Problem A:
According to the passage on the Order of St George, in what language were the Statutes of the Society written?
Problem B:
Reproduce a section of the passage on the Order of St George word for word, beginning at the words "History of the" and stopping after "describes the Society.".

Extract provided:
The Order of St George, , was the first secular chivalric order in the world and was established by King Charles I of Hungary in 1326. It continues to exist today as the International Knightly Order Valiant of St. George, with Grand Priories in the United States and the United Kingdom.

History of the Order
The Order was founded by King Charles I of Hungary as the Fraternal Society of Knighthood of St George. The precise date of its foundation is not known, but based on the text of its Statutes, it was in existence on St George's Day, 23 April 1326. The order flourished during Charles' reign and achieved greater success under the reign of his son Louis I of Hungary. After the death of Louis, the Hungarian throne became the subject of a violent dispute between his relations, and the Hungarian kingdom dissolved into civil war, destroying the original Society. All that is known about the Order in terms of its mission, composition, obligations and activities has been obtained from the only surviving artifact which describes the Society.

Based on the Statutes, although the Society of St George was a political and honorary body, Charles infused the ideals of chivalry into the Society promoting them among the lesser nobles of his kingdom and implementing the classic symbol of chivalry, the knights' tournament, in Hungarian festivals of chivalry. Unlike the ecclesiastical Orders of the period, members of the Society wore a black, knee-length, hooded mantle, bearing not an heraldic device but an inscription: 

The Statutes were written in Latin, the language of learned writing in Hungary before the 19th century, and are about 1700 words long, in the form of letters patent. Suspended from the document was the great seal of the Society with the classic iconic representation of St George mounted on a horse slaying the dragon under the horse's hooves as shown on the right. The document is currently housed in the Országos Levéltar (National Archives of Hungary), DL. 40 483. There are a number of transcriptions and translations of the Statutes, facilitating study.

Data listing:
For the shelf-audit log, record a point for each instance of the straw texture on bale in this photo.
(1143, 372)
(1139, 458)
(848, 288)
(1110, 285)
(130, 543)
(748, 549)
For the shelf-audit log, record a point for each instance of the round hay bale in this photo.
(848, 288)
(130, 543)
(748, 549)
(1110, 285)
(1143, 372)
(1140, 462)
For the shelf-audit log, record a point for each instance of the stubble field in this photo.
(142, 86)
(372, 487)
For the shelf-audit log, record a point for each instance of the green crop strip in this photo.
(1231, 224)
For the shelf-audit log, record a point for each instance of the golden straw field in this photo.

...

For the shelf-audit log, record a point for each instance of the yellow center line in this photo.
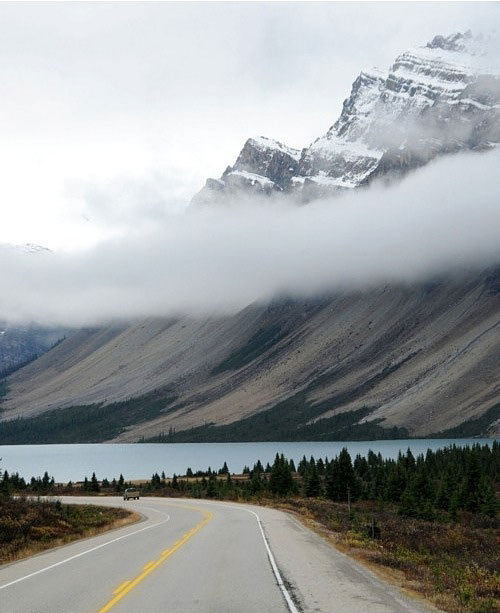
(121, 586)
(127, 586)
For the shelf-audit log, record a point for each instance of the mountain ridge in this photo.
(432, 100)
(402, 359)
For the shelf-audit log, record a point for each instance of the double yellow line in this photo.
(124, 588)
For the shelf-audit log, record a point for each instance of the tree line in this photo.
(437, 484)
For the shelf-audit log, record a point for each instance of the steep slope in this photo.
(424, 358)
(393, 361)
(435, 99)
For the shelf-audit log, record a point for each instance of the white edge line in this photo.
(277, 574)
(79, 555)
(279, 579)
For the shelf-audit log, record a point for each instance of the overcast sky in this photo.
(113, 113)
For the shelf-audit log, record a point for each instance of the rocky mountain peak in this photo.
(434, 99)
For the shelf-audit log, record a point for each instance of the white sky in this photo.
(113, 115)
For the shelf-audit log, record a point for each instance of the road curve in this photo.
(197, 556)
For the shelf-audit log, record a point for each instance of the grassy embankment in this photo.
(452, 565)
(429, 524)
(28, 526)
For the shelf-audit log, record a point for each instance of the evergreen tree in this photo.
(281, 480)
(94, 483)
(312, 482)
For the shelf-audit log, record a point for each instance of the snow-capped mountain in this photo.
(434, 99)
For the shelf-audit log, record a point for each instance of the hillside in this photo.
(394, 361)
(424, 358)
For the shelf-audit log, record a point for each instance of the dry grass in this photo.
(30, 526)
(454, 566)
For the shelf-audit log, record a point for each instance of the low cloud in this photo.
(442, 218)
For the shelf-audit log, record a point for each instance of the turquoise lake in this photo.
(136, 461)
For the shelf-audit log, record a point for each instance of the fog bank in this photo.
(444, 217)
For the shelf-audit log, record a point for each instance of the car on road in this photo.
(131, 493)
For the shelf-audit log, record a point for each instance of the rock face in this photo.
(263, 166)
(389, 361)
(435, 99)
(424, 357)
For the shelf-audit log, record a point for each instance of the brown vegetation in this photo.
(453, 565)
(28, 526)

Written response A:
Latin.

Written response B:
History of the Order
The Order was founded by King Charles I of Hungary as the Fraternal Society of Knighthood of St George. The precise date of its foundation is not known, but based on the text of its Statutes, it was in existence on St George's Day, 23 April 1326. The order flourished during Charles' reign and achieved greater success under the reign of his son Louis I of Hungary. After the death of Louis, the Hungarian throne became the subject of a violent dispute between his relations, and the Hungarian kingdom dissolved into civil war, destroying the original Society. All that is known about the Order in terms of its mission, composition, obligations and activities has been obtained from the only surviving artifact which describes the Society.